Return exactly the lines below, starting with the one that has "One point rides on each instance of the guardrail, each" and going on through the one that has "Target: guardrail".

SOURCE DATA:
[Start of section]

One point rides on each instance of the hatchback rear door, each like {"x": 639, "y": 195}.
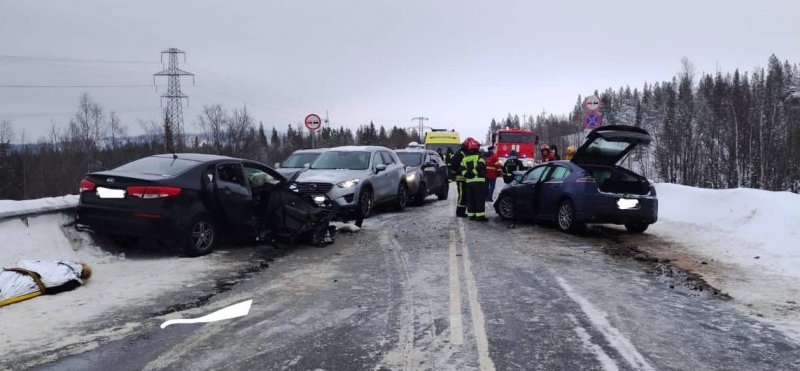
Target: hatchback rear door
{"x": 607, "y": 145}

[End of section]
[Start of section]

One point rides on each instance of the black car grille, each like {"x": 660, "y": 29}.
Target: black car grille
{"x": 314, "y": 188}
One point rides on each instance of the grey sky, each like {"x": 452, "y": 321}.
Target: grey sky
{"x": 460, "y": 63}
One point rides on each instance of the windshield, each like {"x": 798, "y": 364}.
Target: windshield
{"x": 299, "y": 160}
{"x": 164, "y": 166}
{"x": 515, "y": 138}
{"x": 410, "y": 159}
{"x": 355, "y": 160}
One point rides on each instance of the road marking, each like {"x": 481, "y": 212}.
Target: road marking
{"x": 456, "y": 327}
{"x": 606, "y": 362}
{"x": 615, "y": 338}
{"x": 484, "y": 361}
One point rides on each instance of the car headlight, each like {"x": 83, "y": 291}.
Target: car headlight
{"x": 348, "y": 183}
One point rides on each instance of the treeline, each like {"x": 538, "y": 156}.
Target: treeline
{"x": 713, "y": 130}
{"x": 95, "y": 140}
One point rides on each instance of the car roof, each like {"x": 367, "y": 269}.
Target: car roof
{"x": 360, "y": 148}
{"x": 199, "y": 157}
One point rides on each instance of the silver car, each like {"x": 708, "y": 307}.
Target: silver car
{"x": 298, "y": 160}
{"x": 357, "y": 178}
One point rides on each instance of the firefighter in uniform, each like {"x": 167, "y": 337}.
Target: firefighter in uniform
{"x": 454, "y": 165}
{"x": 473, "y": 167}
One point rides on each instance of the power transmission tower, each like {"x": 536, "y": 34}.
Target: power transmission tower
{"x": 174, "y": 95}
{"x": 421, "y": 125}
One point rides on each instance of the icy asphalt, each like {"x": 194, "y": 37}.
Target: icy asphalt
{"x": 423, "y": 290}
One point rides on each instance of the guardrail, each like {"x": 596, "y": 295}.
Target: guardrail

[End of section]

ANSWER BOX:
One point rides on each instance of the guardrail, each like {"x": 596, "y": 295}.
Target: guardrail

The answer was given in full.